The output should match the data below line for line.

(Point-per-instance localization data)
══════

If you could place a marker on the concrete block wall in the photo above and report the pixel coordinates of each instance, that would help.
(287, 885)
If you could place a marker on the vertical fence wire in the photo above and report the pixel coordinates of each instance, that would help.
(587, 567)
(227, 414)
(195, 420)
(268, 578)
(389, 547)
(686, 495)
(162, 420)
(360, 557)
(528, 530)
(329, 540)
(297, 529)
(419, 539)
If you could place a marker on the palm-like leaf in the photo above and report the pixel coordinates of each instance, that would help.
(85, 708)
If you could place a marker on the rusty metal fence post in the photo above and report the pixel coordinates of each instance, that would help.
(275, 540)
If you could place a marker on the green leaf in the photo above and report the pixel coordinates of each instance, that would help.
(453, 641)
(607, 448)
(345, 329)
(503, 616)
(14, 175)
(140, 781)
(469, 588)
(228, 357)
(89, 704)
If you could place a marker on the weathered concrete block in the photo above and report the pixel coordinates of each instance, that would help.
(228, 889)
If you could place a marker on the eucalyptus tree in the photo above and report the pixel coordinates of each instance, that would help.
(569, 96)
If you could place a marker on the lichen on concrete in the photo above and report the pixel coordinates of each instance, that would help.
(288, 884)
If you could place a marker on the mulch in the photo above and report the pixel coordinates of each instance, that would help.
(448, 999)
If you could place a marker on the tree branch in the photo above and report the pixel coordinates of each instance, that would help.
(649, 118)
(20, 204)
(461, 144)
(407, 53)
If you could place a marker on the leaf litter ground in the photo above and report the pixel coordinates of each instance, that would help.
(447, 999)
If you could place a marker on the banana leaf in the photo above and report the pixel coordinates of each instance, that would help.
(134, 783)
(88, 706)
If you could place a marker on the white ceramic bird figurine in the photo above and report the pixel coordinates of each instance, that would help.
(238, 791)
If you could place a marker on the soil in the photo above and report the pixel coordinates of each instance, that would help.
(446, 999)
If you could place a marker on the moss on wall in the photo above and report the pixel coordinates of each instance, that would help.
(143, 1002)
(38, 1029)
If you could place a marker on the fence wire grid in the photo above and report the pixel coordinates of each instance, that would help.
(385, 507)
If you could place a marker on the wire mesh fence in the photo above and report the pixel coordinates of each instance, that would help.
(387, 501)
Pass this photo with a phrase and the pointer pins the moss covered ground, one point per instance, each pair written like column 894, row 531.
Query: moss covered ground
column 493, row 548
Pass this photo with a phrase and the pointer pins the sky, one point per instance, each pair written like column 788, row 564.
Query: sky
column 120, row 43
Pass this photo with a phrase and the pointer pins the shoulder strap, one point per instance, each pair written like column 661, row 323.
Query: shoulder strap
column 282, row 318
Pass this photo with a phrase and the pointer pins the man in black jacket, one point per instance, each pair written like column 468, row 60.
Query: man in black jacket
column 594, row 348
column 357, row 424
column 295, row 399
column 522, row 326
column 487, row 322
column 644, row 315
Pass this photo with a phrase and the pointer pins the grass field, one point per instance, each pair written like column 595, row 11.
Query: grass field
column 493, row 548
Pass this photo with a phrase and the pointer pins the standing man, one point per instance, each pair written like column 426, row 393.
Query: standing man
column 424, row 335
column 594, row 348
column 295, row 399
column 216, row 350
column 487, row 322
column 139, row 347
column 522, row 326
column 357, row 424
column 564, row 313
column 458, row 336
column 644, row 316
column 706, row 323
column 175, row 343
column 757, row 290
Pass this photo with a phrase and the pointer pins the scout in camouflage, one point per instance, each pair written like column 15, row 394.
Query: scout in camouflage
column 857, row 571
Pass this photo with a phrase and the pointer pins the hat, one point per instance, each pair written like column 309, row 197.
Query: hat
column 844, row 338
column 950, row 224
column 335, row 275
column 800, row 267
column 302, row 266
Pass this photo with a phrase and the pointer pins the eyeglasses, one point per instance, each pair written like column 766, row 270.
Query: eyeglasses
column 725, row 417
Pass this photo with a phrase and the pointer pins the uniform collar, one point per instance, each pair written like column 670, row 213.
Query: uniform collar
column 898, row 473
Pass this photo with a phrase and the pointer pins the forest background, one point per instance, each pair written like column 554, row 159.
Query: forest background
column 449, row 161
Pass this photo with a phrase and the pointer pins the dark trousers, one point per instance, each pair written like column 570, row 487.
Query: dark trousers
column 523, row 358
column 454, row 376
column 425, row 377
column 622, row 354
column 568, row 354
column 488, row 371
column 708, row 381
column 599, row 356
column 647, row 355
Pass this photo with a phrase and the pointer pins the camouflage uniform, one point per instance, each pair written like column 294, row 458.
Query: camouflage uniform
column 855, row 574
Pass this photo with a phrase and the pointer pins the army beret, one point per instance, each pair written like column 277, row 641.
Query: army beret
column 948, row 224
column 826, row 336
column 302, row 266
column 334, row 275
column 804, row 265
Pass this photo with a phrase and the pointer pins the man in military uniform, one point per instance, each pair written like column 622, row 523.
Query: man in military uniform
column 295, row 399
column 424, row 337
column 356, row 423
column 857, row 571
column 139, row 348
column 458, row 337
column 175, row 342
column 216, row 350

══════

## TASK ANSWER
If you could place a marker on the concrete block wall in the photo above and report the pixel coordinates of each instance, that would help.
(287, 885)
If you could place a marker on the vertical fence wire in the photo above and report the pixel coordinates of each instance, that would help.
(587, 567)
(227, 414)
(195, 420)
(268, 578)
(389, 547)
(686, 495)
(162, 420)
(360, 557)
(528, 530)
(329, 540)
(297, 529)
(419, 539)
If you could place a marker on the palm-like leaf in the photo above and report the pixel coordinates of each instance, that would help.
(85, 708)
If you could place a marker on the rusty metal fence post in the photo above and report the pixel coordinates of each instance, that would help.
(275, 540)
If you could place a marker on the green leaf in the photo above and report the pixel coordinates of each instance, that would help.
(453, 641)
(607, 448)
(345, 329)
(503, 616)
(14, 175)
(140, 781)
(469, 588)
(228, 357)
(89, 704)
If you could place a marker on the weathered concrete block in the photo above and report the pixel coordinates of each instance, that would help.
(228, 889)
If you could place a marker on the eucalyptus tree in the photo above and report the pixel coordinates of each instance, that would help.
(569, 96)
If you could place a marker on the lichen on concrete in the photo above and report the pixel coordinates of each instance, that would help.
(288, 884)
If you could place a marker on the mulch in the photo above and report the pixel coordinates of each instance, that would help.
(448, 999)
If you could place a marker on the tree branch in the photo above and report the pixel coordinates of each instance, that would help.
(649, 118)
(20, 204)
(461, 144)
(407, 53)
If you could place a marker on the leaf litter ground in the photo above and report the pixel coordinates of each instance, that would help.
(447, 999)
If you could place a marker on the banana leaf in the photo above and report the pixel coordinates of each instance, that would help.
(134, 783)
(88, 706)
If you could place a marker on the white ceramic bird figurine in the photo above and report the pixel coordinates of each instance, that would help.
(238, 791)
If you could place a marker on the soil in the photo above and report the pixel coordinates of each instance, that would help.
(446, 999)
If you could place a marker on the moss on wall in the photo above and report the pixel coordinates of each instance, that would help.
(143, 1002)
(38, 1029)
If you could place a marker on the fence wire grid in the photo above and report the pixel coordinates of each instance, that would help.
(385, 507)
If you could place a marker on the wire mesh fence in the photo above and report the pixel coordinates of each instance, that would help.
(387, 501)
Pass this photo with a phrase and the pointer pins the moss covered ground, one point per instance, each pair written like column 894, row 531.
Query: moss covered ground
column 493, row 548
Pass this photo with a phrase and the pointer pins the sky, one point per instance, each pair written like column 788, row 564.
Query: sky
column 120, row 43
Pass this photo with a phrase and the pointer pins the shoulder strap, one point per instance, each pair written like column 661, row 323.
Query: shoulder strap
column 282, row 318
Pass this photo with a phrase and the pointer pins the man in black jacket, one point per instance, each pair written like column 468, row 60.
Query: man in black jacket
column 594, row 348
column 357, row 424
column 295, row 399
column 522, row 326
column 487, row 322
column 644, row 315
Pass this photo with a phrase and the pointer pins the grass field, one point per instance, each pair written like column 595, row 11.
Query: grass field
column 493, row 548
Pass this photo with a phrase and the pointer pins the standing man, one point per instance, each pair written like column 426, row 393.
Query: standing man
column 424, row 335
column 594, row 348
column 295, row 399
column 216, row 350
column 487, row 322
column 139, row 347
column 522, row 326
column 357, row 424
column 564, row 313
column 458, row 336
column 644, row 316
column 706, row 323
column 175, row 343
column 757, row 290
Pass this photo with a phrase and the pointer pins the scout in camouflage, one point per instance, each pair written like column 15, row 394.
Query: scout in camouflage
column 857, row 571
Pass this photo with a phrase and the pointer pins the hat, one point per instance, each pair written like column 309, row 197.
Query: hat
column 844, row 338
column 950, row 224
column 335, row 275
column 800, row 267
column 302, row 266
Pass this photo with a phrase and the pointer pins the eyeglasses, one point per instance, each pair written like column 766, row 270.
Query: eyeglasses
column 725, row 417
Pass this photo with a phrase and the pointer pins the uniform collar, one point per instance, each pair written like column 670, row 213.
Query: uniform collar
column 898, row 473
Pass this photo with a phrase and the pointer pins the forest background, one point per instance, each pair written like column 554, row 159.
Query: forest background
column 449, row 161
Pass this photo with a phrase and the pointer pins the dark trousers, one point per instance, each pair written like column 570, row 487.
Query: dark trousers
column 523, row 358
column 454, row 376
column 425, row 377
column 622, row 354
column 568, row 354
column 488, row 371
column 708, row 381
column 599, row 356
column 647, row 355
Pass this photo with a phrase and the pointer pins the camouflage uniform, one point per instance, each pair written like column 294, row 458.
Query: camouflage uniform
column 855, row 574
Pass this photo with a phrase and the pointer pins the army beret, one point per instance, each pair written like column 277, row 641.
Query: army beret
column 948, row 224
column 826, row 336
column 302, row 266
column 334, row 275
column 804, row 265
Pass this photo with a phrase and the pointer pins the man in military uniform, one point per instance, each pair written like column 622, row 523.
Query: man in military uniform
column 295, row 399
column 424, row 337
column 356, row 423
column 857, row 571
column 139, row 348
column 458, row 337
column 175, row 342
column 216, row 350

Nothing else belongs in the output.